Given data.
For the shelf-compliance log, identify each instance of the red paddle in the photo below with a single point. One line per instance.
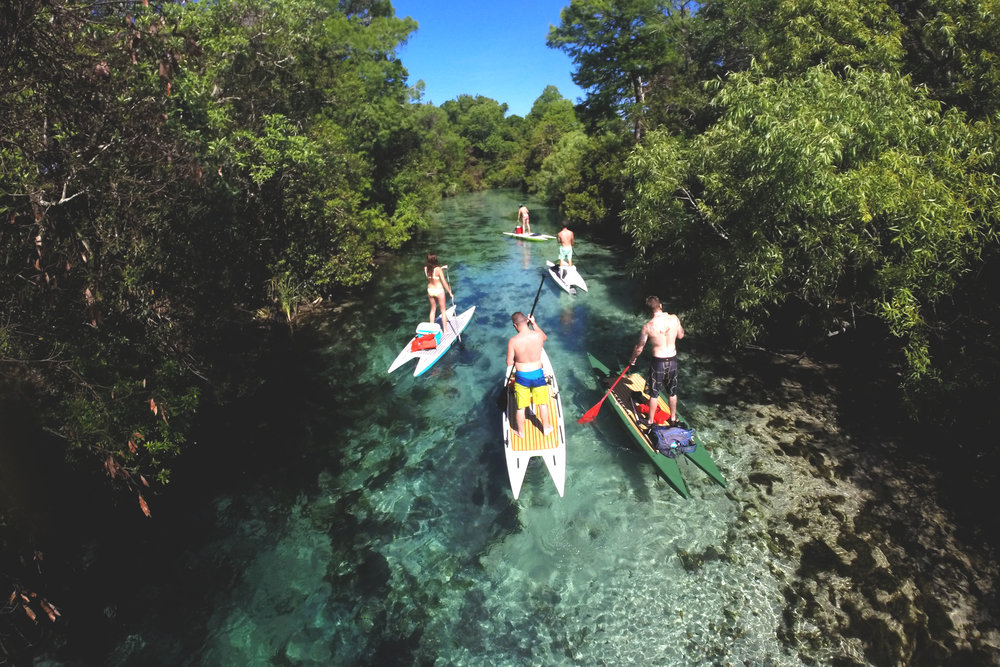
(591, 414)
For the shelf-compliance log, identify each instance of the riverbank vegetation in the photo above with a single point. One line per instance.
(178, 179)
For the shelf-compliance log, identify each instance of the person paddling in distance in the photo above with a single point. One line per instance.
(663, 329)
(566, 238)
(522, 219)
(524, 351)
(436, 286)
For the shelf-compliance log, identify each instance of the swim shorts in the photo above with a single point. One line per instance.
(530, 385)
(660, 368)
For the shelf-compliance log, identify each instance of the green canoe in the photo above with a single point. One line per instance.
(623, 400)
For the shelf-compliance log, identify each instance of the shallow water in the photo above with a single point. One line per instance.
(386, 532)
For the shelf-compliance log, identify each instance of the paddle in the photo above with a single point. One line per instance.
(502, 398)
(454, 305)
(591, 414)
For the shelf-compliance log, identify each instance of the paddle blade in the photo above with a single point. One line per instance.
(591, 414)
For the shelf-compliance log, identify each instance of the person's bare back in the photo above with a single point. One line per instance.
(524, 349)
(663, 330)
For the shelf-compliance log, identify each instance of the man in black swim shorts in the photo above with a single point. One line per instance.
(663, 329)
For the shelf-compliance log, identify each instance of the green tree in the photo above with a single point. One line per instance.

Task to complete.
Recast the records from the line containing "the green canoe" through the end of the records as a numbered list, leaving out blank lines.

Response to the task.
1. For the shelf-compliance log, identify each instance of the green canoe in the photo above with a single point. One line per instance.
2. (623, 400)
3. For the shelf-compliance log, identify each instance of the shallow water in the photo above with a single point. One line per instance.
4. (386, 532)
5. For the shelf-compliance log, identify each instance of the paddle in the photo above with a single point. One line per instance.
6. (502, 398)
7. (454, 305)
8. (591, 414)
9. For the shelf-compliance log, identify each instance of the paddle blade in the photo above with a single point. One line per instance.
10. (591, 414)
11. For the shelf-compliance log, identify each instance of the person's bare back in the photo above with a single point. One line per instance.
12. (524, 349)
13. (663, 330)
14. For the shelf-compliance log, identify each instance of the man in black swim shorts in the photo above with a single point. One line per instance.
15. (663, 329)
16. For the shelf-compliance log, identify each instance of the green tree in the photo above with a single point. One line per instance.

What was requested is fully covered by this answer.